=== The exercise ===
Set down, in full, every record in the block.

=== Source material ===
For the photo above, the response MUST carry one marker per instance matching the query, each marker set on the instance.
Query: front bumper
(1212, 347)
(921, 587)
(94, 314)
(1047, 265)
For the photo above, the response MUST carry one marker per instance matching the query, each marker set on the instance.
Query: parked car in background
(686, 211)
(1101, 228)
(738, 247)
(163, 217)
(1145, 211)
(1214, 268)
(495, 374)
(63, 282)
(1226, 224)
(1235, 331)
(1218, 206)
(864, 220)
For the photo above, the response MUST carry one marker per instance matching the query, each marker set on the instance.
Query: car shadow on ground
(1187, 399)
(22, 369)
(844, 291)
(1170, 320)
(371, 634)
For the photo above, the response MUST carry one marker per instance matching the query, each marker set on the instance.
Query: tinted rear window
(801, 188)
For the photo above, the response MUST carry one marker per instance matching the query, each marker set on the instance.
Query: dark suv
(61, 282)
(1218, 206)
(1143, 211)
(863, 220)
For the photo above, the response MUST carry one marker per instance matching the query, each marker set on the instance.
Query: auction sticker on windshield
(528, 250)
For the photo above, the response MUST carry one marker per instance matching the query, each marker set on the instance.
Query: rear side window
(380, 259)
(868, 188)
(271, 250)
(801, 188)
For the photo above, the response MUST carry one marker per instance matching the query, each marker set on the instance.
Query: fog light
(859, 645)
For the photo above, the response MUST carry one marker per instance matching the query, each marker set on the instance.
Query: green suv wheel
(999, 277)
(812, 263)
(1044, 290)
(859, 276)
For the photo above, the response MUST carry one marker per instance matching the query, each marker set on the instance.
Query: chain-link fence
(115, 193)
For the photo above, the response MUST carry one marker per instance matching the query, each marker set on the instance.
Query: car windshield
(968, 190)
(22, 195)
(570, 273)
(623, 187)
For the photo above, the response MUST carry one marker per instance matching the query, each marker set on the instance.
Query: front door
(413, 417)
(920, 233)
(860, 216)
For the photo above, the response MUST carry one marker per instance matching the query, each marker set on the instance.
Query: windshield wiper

=== Task response ===
For the photo above, the response MUST carry one marker per instance matching the query, each marker set on the instance.
Query: front bumper
(1212, 347)
(921, 587)
(94, 314)
(1047, 265)
For the photo above, the response MUST carry one marker per instance matching the query, each marker set on the instance.
Query: parked car in background
(686, 211)
(1101, 228)
(738, 247)
(163, 217)
(1145, 211)
(1214, 268)
(495, 374)
(63, 282)
(1226, 224)
(1235, 331)
(1218, 206)
(864, 220)
For the photo above, the response MUST carry one marker per instance matching the query, each marker set on the instance.
Query: car shadow on ground
(1187, 399)
(22, 369)
(844, 291)
(1170, 320)
(371, 634)
For the photo above, the response MUST carry one marker per instance matching the query, each marker set on the instance.
Query: tinted rear window
(801, 188)
For the photo above, the response MUST carry one marker per instance matching the query, each marker set on the instance.
Query: dark suv
(61, 282)
(1218, 206)
(1143, 211)
(863, 220)
For the photo above, the response MUST carry one marker per instance matching the query, each marker set on the instance.
Query: auction sticker on windshield
(528, 250)
For the photo above, the response MUST carry one marker per instance matching the query, each marker set on the instance.
Query: rear side window
(380, 259)
(868, 188)
(271, 250)
(801, 188)
For the photo above, the response MUST carry one marker per instance matching the query, each marker set on the instance.
Query: fog light
(859, 645)
For the photo above, the response MUST carry one marker per instance matching the query, each marker set on the instance.
Query: green suv wheel
(999, 277)
(812, 263)
(1044, 290)
(859, 276)
For the photo above, the response MUST carry one marker per instance matching the query, each marker set on the instance.
Query: chain-link fence
(115, 193)
For the photo above, the response MUST carry one marker per instance matching the query, each marker set on the instance.
Query: car windshield
(968, 190)
(22, 195)
(570, 273)
(623, 187)
For the photo above, the response MUST carry one marker per instance matching the query, each marker set on the instance.
Query: front door
(413, 417)
(920, 233)
(860, 216)
For the photo above, the response MUST carry one marker per instance matching the query, each marker set on the instance.
Query: windshield wiper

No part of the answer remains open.